This is what yearning to be a princess will get you.

Consider yourselves warned.

38
Kristine
Mar 18, 2009

Yes, there's something toxic in our society that breeds women to behave this way. I especially dislike the "It's MY day" thing as some of the others have suggested. I mean, it's a pretty big deal for the groom too, right? Even more so if he's marrying a woman who won't stop proclaiming that it's HER day.

I kind of wanted to just look like a J Crew model on my wedding day. And that was even pretty lofty, I fear.

39
Zoo
Mar 18, 2009

Maybe I split hairs too much, but for me "princess" and "fairy tale princess" are different. I remember trying on my wedding dress, knowing immediately it was The One, and twirling around on that little stand in the bridal shop thinking I felt like a pretty princess. But, princess is also a word I throw around often when I jokingly refer to the way that I refuse to learn how to change a tire, or that I don't like the idea of camping because I like running water and bathrooms and the like. Which is even funnier because I could care less about fashion and most days don't wear make-up. What can I say; I'm complicated.

Anyway, I certainly didn't think that my wedding was anything other than a nice party for family and friends that commemorated my legally binding myself to my husband. I didn't confuse wanting to be/feel out-of-the-ordinary (for me) pretty princess-y (since I knew I was going to be in like, 98% of the pictures) with the seriousness of the commitment we were making.

40
rosalicious
Mar 18, 2009

Oh GOD. BARF. The Princess people are the ones who probably have plastic, stressful, EXPENSIVE weddings. It's an unattainable and unrealistic goal, if you ask me.

What you will do — Reproduce word for word the stretch of the wedding comments from "Consider yourselves warned." through "lofty, I fear.". Draw only on the wedding comments.

[Saved entries]

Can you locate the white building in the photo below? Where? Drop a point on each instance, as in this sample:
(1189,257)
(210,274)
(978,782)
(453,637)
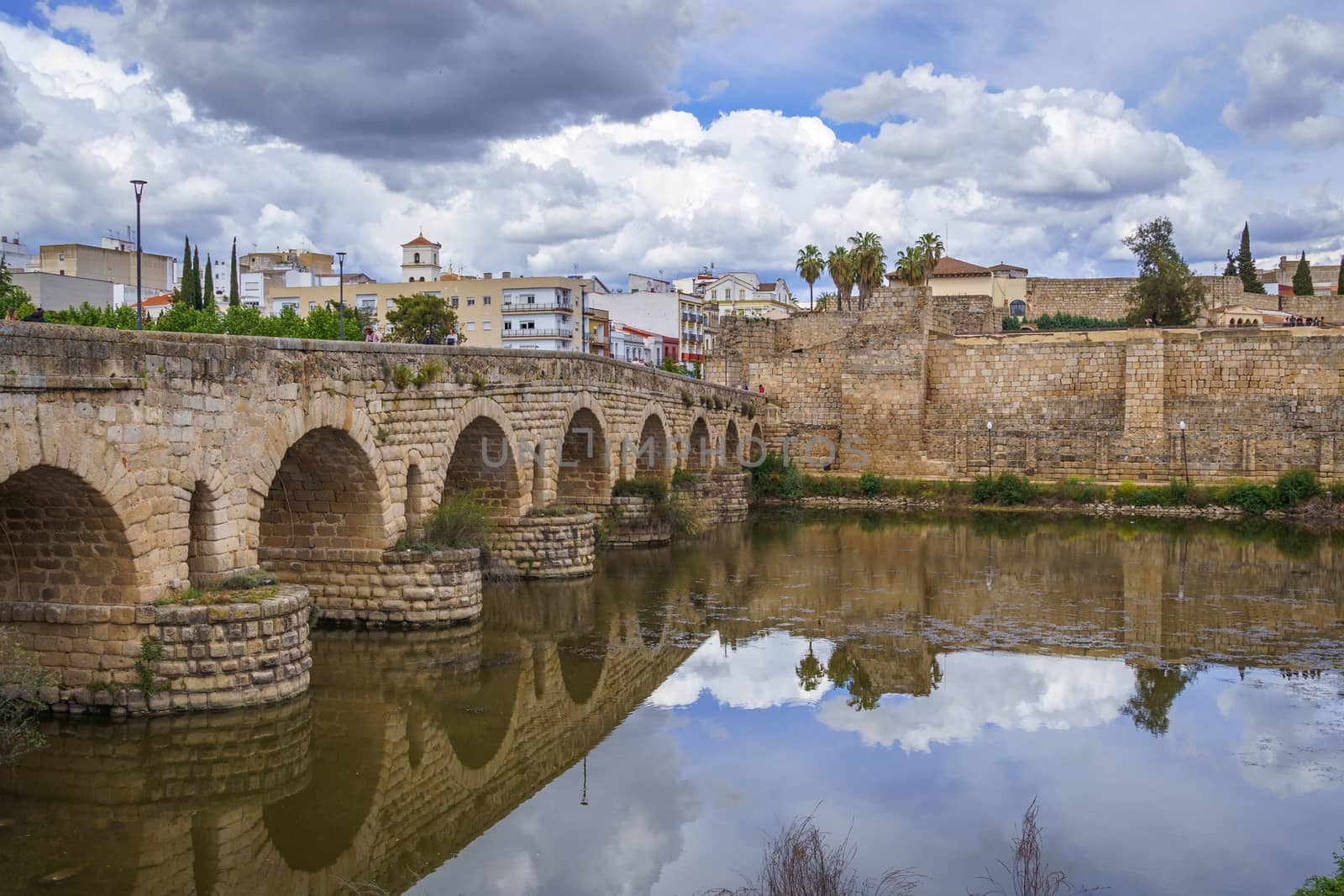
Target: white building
(542,317)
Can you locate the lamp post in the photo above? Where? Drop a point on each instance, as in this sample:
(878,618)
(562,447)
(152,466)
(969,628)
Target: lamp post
(990,429)
(1184,458)
(342,293)
(140,188)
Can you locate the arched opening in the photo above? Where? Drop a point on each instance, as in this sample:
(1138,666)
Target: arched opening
(60,542)
(699,450)
(757,450)
(324,496)
(484,468)
(732,446)
(417,500)
(582,473)
(651,457)
(203,551)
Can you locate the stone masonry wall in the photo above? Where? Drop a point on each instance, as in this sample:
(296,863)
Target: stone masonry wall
(380,589)
(213,658)
(553,547)
(1104,297)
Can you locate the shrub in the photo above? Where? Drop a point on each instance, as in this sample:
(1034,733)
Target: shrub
(870,485)
(651,488)
(1005,490)
(460,521)
(1296,486)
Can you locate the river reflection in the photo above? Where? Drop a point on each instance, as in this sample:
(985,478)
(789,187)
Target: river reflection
(1173,696)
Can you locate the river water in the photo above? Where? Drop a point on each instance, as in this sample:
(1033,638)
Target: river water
(1171,696)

Completed exercise —
Consider yourselves warned.

38
Kristine
Mar 18, 2009

Yes, there's something toxic in our society that breeds women to behave this way. I especially dislike the "It's MY day" thing as some of the others have suggested. I mean, it's a pretty big deal for the groom too, right? Even more so if he's marrying a woman who won't stop proclaiming that it's HER day.

I kind of wanted to just look like a J Crew model on my wedding day. And that was even pretty lofty, I fear.